Ouyahia peut-il durer ?

De tous les Premiers ministres d’Abdelaziz Bouteflika, Ahmed Ouyahia est celui qui détient le record de longévité à son poste. Pourtant, les relations entre les deux hommes n’ont jamais été un long fleuve tranquille. Enquête sur une énigme.

Publié le 2 juin 2009 Lecture : 7 minutes.

Une semaine après avoir prêté serment pour un troisième mandat présidentiel, Abdelaziz Bouteflika a reconduit, le 27 avril, Ahmed Ouyahia, 57 ans, secrétaire général du Rassemblement national démocratique (RND, membre de l’Alliance présidentielle), dans son fauteuil de Premier ministre. Si le maintien de la quasi-totalité de l’équipe gouvernementale a surpris, celui d’Ahmed Ouyahia était pressenti. Car ce dernier a fait ses preuves : un bilan plus qu’honorable et une efficacité doublée d’une loyauté à toute épreuve à l’égard du président de la République. L’actuel Premier ministre est sans doute le meilleur chef d’orchestre pour mettre en musique les partitions composées à El-Mouradia.

- [DONNÉES FOURNIES]:
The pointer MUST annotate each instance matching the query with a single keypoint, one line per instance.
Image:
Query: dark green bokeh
---
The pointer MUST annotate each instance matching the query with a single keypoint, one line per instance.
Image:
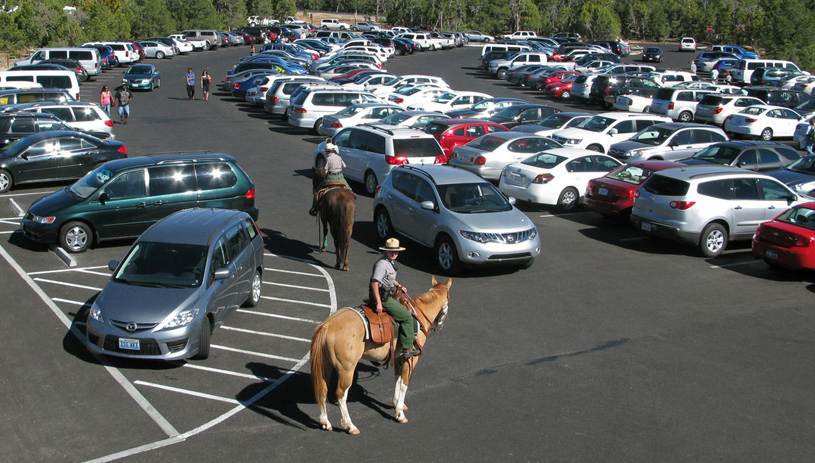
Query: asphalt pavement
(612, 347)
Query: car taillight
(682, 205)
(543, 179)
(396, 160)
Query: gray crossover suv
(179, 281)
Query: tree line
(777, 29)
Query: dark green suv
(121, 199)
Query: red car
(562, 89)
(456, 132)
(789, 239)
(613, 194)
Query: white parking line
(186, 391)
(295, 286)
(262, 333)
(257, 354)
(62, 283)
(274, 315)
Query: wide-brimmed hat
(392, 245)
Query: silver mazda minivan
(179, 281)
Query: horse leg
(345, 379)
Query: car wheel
---
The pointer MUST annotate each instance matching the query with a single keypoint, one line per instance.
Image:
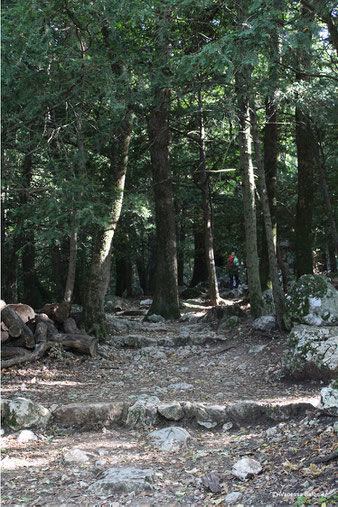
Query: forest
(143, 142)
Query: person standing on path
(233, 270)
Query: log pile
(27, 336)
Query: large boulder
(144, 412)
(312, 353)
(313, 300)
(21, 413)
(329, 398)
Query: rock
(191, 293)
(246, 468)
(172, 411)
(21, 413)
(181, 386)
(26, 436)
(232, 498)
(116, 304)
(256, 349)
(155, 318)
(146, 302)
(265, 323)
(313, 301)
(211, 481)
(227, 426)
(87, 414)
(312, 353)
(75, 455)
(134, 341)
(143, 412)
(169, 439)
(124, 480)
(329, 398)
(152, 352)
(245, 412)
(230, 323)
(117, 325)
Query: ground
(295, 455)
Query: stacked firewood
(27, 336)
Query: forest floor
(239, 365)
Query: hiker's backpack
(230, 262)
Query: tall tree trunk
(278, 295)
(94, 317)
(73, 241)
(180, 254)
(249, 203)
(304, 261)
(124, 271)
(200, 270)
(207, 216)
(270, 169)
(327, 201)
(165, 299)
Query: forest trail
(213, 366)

- [CONSIGNES DE TRAVAIL]:
1. Reproduisez intégralement l'article sur Ahmed Ouyahia, sans y changer quoi que ce soit.
2. Mettez sous forme de liste numérotée les lignes des données fournies, en commençant à la ligne qui contient « Query: car taillight » et en vous arrêtant après celle qui contient « Query: car wheel », ces deux lignes comprises. Omettez les lignes vides et ne donnez rien d'autre.

- [LES SOLUTIONS]:
1.
Ouyahia peut-il durer ?

De tous les Premiers ministres d’Abdelaziz Bouteflika, Ahmed Ouyahia est celui qui détient le record de longévité à son poste. Pourtant, les relations entre les deux hommes n’ont jamais été un long fleuve tranquille. Enquête sur une énigme.

Publié le 2 juin 2009 Lecture : 7 minutes.

Une semaine après avoir prêté serment pour un troisième mandat présidentiel, Abdelaziz Bouteflika a reconduit, le 27 avril, Ahmed Ouyahia, 57 ans, secrétaire général du Rassemblement national démocratique (RND, membre de l’Alliance présidentielle), dans son fauteuil de Premier ministre. Si le maintien de la quasi-totalité de l’équipe gouvernementale a surpris, celui d’Ahmed Ouyahia était pressenti. Car ce dernier a fait ses preuves : un bilan plus qu’honorable et une efficacité doublée d’une loyauté à toute épreuve à l’égard du président de la République. L’actuel Premier ministre est sans doute le meilleur chef d’orchestre pour mettre en musique les partitions composées à El-Mouradia.

2.
1. Query: car taillight
2. (682, 205)
3. (543, 179)
4. (396, 160)
5. Query: gray crossover suv
6. (179, 281)
7. Query: tree line
8. (777, 29)
9. Query: dark green suv
10. (121, 199)
11. Query: red car
12. (562, 89)
13. (456, 132)
14. (789, 239)
15. (613, 194)
16. Query: white parking line
17. (186, 391)
18. (295, 286)
19. (262, 333)
20. (257, 354)
21. (62, 283)
22. (274, 315)
23. Query: wide-brimmed hat
24. (392, 245)
25. Query: silver mazda minivan
26. (179, 281)
27. Query: horse leg
28. (345, 379)
29. Query: car wheel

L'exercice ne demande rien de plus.